Directive
Pick up the methods passage on food stores around Health Academy Program centers and write what comes next after its final sentence.

+++ Passage

We used two data sources: (1) individual-level data from HAP participants; and (2) data on the HAP food environment, including information about food stores.

Data on the HAP food environment were obtained, which included a representative sample of the HAP centers. These poles offer opportunities for regular physical exercise and education activities, according to the following criteria: priority operation in the morning hours; location in a high and middle vulnerability area, as they are the predominant characteristics of the service in the municipality; and no participation in intervention studies within the preceding two years. The exclusion criteria were: location in areas of low vulnerability to health (n = 6) and participation in intervention related to food and nutrition in previous studies (n = 2). Forty-two of the fifty HAP centers were eligible at the time of the study [16].

Of these 42 HAP centers, 18 (two centers for each region) were selected to participate in the study via simple conglomerate sampling stratified according to the nine administrative regions of the city. Two poles were selected in each region because it was later decided to perform a community intervention study [17]. The sample was representative of HAP centers with 95% confidence and less than 1.4% error, based on the estimated population [16].

To define the food environment of the 18 HAP centers, we used their geographical positions, obtained by the geographical coordinates in the Google Earth program, and created buffers with 1 mile (1600 m) around each center. Further information regarding the food environment can be found in greater detail in another publication [16]. All establishments selling fruits and vegetables (FV) within these buffers, such as large-chain supermarkets, specialized FV markets/stores or open-air food markets, local markets, convenience stores, and bakeries, were included in the study (Fig. 1).

Fig. 1

Distribution of fruits and vegetables food stores and Health Academy Program centers

All frequent HAP users (adults and elderlies) who had participated in the practice of physical exercise in the previous month to the beginning of data collection and residing up to 1 km from the investigated food stores were analyzed in this study. This selection aimed to include users who lived in the HAP territory, corresponding to the social context investigated. This distance was chosen as it is a reasonable walking distance [18].

++++++
+++ Records

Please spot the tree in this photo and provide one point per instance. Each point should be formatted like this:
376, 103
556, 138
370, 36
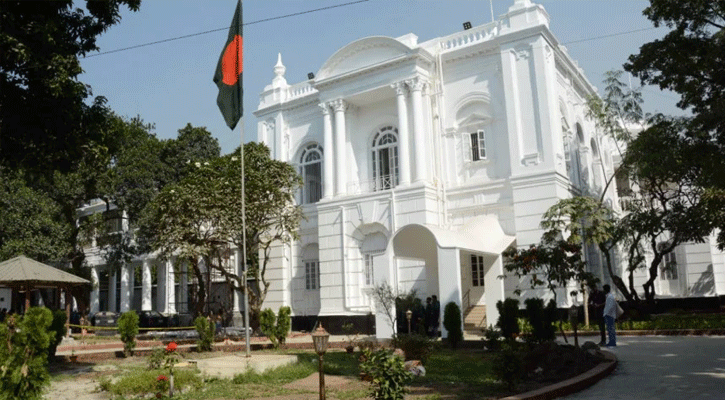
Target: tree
688, 60
200, 217
41, 43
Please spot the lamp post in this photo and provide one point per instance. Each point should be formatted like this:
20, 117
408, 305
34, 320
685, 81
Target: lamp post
320, 338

++++++

The reply
Data collection

The information used in the study was obtained via two procedures. The first was based on face-to-face interviews with HAP users, and the second involved direct observation of food stores in HAP neighborhoods. Information regarding the interview guide of the food environment can be found in greater detail in another publication [19].

Data on HAP users were obtained via a pre-coded and pre-tested protocol adapted from national surveys. Sociodemographic variables, such as age, sex, years of education, occupation, and family income, were examined. Monthly income per capita was determined by dividing the monthly income by the number of household members, expressed in dollars. Those measures were aggregated to describe HAP participants. Additionally, participants’ home addresses were collected.

From direct observation of the food environment, we found that the food stores that sold fruits and vegetables included in the study were as follows: stores registered in georeferenced databases provided by the Municipal Collection Department of the municipality; open-air food markets obtained from the City Hall website and stores that were not registered in public databases but were identified in on-site observations by field staff [16].

Data collected for the community nutrition environment included locations and types of food stores. The store types were classified as follows: a) large-chain supermarkets (commercial establishment of food in large areas of intense flow and easy access, presenting greater supply and lower prices); b) specialized FV markets/stores or open-air food markets (fixed and mobile establishment, specializing in the distribution of horticultural products); c) local markets (old and traditional establishment that supply small domestic emergencies); and d) convenience stores and bakeries (retail trade usually located in gas stations, with sales of processed foods and manufacture of bakery products) [8].

For the evaluation of access to commercial establishments, we used the Healthy Foods Index (HFSI), composed of twelve variables related to the consumer nutrition environment, concerning the availability, variety, and advertising of healthy food (such as FV) and ultra-processed products (sugary drinks, corn snacks, and cookies filled with chocolate) [8]. This index was validated for the Brazilian context. Kappa statistics for inter-rater reliability ranged from 0.66 to 0.95. Test-retest reliability was likewise high, with kappa statistics ranging from 0.61 to 1.00 [20]. HFSI scores ranged from 1 to 16, with higher values indicating better access to healthy food [8].

Data analysis

The distance of users’ homes to the food stores was calculated using the Near command, the proximity analysis tool in the ArcView software, which creates the value of the line distance unit between two points. Running the tool turns two fields into an attribute table; one identifying the nearest point, and the other describing the calculated distance within which one can obtain a descriptive proximity analysis.

A descriptive analysis of data and variable distribution was conducted following a normality assessment using the Kolmogorov-Smirnov test. All variables showed asymmetrical distribution and were expressed for conglomerate data via median, minimum, and maximum values.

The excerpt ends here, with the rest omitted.